(Point annotation records)

━━━━━━━━━━

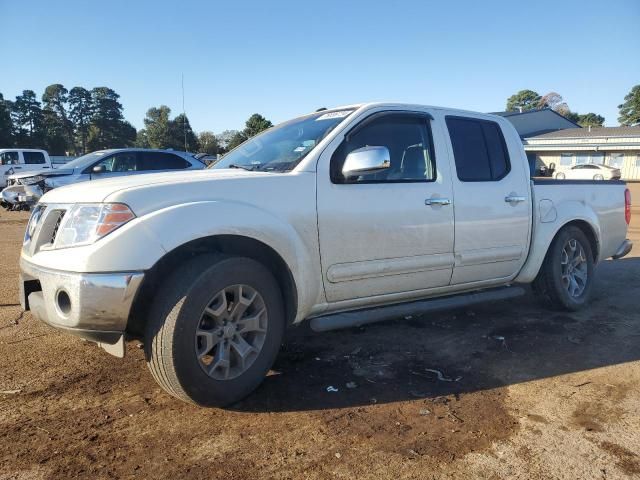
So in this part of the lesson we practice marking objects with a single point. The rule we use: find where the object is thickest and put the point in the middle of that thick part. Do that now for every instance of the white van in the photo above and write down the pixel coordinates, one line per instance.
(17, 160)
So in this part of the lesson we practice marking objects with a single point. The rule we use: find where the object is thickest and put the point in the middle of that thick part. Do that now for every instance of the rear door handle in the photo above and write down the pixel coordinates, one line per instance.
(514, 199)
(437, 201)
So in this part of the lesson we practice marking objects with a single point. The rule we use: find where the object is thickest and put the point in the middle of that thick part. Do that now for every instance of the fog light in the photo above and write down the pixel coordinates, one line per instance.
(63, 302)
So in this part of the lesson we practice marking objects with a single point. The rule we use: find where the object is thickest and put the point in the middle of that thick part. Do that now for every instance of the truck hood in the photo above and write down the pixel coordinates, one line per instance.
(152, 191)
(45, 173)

━━━━━━━━━━

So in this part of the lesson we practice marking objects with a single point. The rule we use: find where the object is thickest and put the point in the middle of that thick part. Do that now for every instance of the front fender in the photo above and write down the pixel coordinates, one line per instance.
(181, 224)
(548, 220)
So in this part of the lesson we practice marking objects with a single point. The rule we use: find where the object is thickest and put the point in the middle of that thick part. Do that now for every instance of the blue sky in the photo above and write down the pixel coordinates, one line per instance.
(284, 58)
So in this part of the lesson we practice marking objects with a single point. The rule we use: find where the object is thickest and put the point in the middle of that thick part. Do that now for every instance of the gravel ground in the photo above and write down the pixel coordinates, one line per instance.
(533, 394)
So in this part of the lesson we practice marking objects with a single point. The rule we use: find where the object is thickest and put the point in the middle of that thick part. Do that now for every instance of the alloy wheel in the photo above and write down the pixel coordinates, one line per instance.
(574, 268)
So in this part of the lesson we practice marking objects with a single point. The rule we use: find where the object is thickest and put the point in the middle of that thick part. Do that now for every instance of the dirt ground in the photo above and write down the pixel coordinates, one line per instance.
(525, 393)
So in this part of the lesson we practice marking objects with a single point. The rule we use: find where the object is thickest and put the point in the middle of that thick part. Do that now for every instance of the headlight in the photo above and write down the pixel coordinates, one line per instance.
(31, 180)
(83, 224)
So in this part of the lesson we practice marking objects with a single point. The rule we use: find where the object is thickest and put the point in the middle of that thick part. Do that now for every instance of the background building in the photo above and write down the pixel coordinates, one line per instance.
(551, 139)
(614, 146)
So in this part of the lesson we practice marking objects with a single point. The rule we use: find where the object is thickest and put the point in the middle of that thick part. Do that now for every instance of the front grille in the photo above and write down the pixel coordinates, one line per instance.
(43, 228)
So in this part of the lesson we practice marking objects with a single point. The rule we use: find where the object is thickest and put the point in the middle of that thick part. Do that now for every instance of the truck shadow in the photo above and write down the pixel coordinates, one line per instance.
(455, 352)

━━━━━━━━━━

* **WRITTEN EXERCISE**: Report each line of the data above in which the string "front" appears, copying every such line in full.

* **THE OUTPUT**:
So in this part of the lesson we practice marking objects with a single point. The rule we use: find where the object is thickest and put the point in the middle of that thick part. Do that now for every instance of the front fender in the photo above and write down the pixel coordinates, one line per instance.
So in this part of the lesson we practice marking objects with a single point. The rule we use: find where the object is thickest and put the point in the middle of that thick part. Do that now for every instance of the front grille in the photo above and write down the pixel coordinates, one line per instance.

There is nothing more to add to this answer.